■ **TASK TO COMPLETE**: Copy each line of the listing below exactly and drop the images.

■ **DATA RECORDS**:

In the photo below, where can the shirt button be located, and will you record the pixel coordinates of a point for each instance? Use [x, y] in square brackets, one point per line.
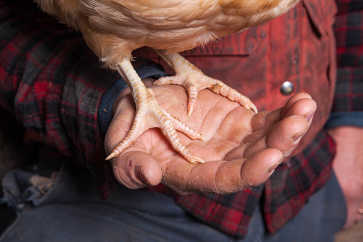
[287, 88]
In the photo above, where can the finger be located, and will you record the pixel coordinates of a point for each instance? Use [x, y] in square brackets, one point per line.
[230, 176]
[287, 133]
[259, 167]
[266, 119]
[136, 169]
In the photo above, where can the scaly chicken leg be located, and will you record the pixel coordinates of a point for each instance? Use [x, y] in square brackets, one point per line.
[146, 105]
[194, 80]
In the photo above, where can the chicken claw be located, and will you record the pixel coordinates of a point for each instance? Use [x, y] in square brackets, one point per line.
[194, 80]
[147, 108]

■ **RESPONSE**:
In the photo below, where can the shirt button be located, and will you record the pixel coordinates of a point for each instance? Use [x, y] in square brackets, one point per line.
[287, 88]
In the photo above, where can the finger be located, and will you record the pixel coordinates of a point for each instance? Use [x, y] in square brackets, one point per line.
[230, 176]
[287, 133]
[259, 167]
[266, 119]
[136, 169]
In the photo above, where can the scaly chicken leg be located, and will you record the pixel coordinates of a point for each instance? Use [x, y] in square brackets, one point per line.
[146, 105]
[194, 80]
In the photo above, where can the chicken claw be located, and will you record the pixel coordinates of a point for each instance? Use [x, y] in square brackets, one point per line.
[194, 80]
[147, 108]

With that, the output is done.